ACTIVITY LIST:
[A] According to the Cloud Atlas listing, in what year does the reluctant voyager cross the Pacific?
[B] In the Cloud Atlas listing, change the passage from "A reluctant voyager" to "great and small." by putting "France" where "Belgium" stands.

START TEXT UNDER STUDY

3.9 based on 265 ratings
 

Audible Editor Reviews

Why we think it's Essential: This is an ingenious novel composed of six embedded stories interconnected with subtle nuance and utter finesse. Brilliant prose, sharp social criticism, and six distinct narratives combine to make this a superb listen. The varying narrations provide unique tones and voices for each story, perfectly mimicking Mitchell's writing. I'd have given Mitchell the Booker Prize for this. —Chris Doheny

Publisher's Summary

From David Mitchell, the Booker Prize nominee, award-winning writer, and one of the featured authors in Granta's Best of Young British Novelists 2003 issue, comes his highly anticipated third novel, a work of mind-bending imagination and scope.

A reluctant voyager crossing the Pacific in 1850; a disinherited composer blagging a precarious livelihood in between-the-wars Belgium; a high-minded journalist in Governor Reagan's California; a vanity publisher fleeing his gangland creditors; a genetically modified "dinery server" on death-row; and Zachry, a young Pacific Islander witnessing the nightfall of science and civilization: the narrators of Cloud Atlas hear each other's echoes down the corridor of history, and their destinies are changed in ways great and small.

END TEXT UNDER STUDY
START DATASET EXTRACT

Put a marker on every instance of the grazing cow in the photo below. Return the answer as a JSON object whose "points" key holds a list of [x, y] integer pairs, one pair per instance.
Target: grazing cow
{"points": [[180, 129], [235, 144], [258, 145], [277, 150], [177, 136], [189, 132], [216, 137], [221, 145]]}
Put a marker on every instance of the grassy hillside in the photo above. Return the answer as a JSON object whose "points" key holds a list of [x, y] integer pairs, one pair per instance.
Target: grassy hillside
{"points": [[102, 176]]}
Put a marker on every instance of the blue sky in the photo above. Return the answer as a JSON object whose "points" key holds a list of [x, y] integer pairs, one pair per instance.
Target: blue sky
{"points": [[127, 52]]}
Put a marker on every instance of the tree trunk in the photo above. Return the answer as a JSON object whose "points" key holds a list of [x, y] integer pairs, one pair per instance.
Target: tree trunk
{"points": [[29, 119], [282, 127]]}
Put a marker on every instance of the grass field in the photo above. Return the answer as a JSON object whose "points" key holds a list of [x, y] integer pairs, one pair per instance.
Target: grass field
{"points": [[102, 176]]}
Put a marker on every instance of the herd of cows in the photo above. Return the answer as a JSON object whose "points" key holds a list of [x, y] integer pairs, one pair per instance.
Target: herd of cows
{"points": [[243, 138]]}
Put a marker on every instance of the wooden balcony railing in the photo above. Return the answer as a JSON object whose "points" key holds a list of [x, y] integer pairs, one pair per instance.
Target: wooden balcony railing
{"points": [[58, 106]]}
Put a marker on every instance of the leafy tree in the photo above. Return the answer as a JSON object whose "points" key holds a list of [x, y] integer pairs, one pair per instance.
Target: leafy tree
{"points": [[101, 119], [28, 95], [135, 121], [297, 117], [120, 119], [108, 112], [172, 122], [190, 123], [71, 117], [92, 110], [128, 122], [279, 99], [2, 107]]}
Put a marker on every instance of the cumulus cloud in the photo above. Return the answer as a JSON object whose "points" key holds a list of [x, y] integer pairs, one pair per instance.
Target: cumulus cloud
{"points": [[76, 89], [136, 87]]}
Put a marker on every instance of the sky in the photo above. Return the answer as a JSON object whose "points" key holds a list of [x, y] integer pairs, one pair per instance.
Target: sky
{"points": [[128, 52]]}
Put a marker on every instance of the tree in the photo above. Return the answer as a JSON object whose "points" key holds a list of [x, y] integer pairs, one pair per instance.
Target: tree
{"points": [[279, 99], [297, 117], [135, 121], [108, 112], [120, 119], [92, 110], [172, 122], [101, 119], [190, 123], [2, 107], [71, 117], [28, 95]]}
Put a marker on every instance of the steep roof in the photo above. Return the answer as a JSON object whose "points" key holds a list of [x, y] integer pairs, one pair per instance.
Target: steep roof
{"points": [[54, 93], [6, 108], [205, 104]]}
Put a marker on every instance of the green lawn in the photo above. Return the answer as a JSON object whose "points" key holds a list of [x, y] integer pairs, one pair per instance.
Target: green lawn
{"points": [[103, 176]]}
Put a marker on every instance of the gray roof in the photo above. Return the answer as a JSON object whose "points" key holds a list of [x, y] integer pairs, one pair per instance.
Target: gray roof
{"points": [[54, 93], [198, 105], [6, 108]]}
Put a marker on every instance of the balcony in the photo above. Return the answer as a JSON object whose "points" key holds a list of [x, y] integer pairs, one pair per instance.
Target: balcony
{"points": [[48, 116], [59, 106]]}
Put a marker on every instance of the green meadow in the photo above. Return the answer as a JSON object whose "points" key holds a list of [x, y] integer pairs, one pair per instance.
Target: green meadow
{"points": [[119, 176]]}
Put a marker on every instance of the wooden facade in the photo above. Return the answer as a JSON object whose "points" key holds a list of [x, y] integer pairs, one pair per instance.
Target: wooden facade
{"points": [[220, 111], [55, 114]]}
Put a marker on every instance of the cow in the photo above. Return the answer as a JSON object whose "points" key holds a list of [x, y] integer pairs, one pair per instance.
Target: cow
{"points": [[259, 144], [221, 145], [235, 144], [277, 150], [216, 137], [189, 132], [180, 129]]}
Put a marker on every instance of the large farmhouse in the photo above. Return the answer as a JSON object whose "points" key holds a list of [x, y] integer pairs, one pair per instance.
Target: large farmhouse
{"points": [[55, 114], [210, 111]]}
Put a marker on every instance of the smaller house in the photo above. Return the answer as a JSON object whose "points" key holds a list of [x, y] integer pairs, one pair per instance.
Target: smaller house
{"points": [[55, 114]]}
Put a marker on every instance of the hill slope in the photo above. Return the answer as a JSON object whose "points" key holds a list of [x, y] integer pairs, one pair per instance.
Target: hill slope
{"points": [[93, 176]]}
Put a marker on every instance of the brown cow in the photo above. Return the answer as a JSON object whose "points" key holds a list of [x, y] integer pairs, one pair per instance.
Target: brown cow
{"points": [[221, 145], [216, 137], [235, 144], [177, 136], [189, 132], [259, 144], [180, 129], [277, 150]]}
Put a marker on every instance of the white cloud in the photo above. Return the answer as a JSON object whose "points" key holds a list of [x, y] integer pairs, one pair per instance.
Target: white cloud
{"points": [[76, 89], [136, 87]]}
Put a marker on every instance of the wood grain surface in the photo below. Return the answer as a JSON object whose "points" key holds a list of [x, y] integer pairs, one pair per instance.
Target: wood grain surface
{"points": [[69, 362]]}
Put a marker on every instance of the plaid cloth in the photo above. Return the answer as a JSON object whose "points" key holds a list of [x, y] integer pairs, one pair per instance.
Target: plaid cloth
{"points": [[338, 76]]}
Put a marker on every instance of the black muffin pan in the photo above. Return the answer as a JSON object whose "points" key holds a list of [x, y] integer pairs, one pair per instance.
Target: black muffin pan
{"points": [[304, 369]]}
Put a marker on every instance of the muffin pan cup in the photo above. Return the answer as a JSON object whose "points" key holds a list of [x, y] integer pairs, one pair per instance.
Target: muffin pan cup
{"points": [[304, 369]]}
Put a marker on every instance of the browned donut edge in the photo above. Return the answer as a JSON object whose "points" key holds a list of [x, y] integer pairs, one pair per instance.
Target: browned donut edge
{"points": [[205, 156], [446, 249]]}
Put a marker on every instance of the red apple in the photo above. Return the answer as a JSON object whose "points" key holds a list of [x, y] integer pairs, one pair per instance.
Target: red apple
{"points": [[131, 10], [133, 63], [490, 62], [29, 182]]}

END DATASET EXTRACT

RESPONSES TO THE TASKS:
[A] 1850

[B]
A reluctant voyager crossing the Pacific in 1850; a disinherited composer blagging a precarious livelihood in between-the-wars France; a high-minded journalist in Governor Reagan's California; a vanity publisher fleeing his gangland creditors; a genetically modified "dinery server" on death-row; and Zachry, a young Pacific Islander witnessing the nightfall of science and civilization: the narrators of Cloud Atlas hear each other's echoes down the corridor of history, and their destinies are changed in ways great and small.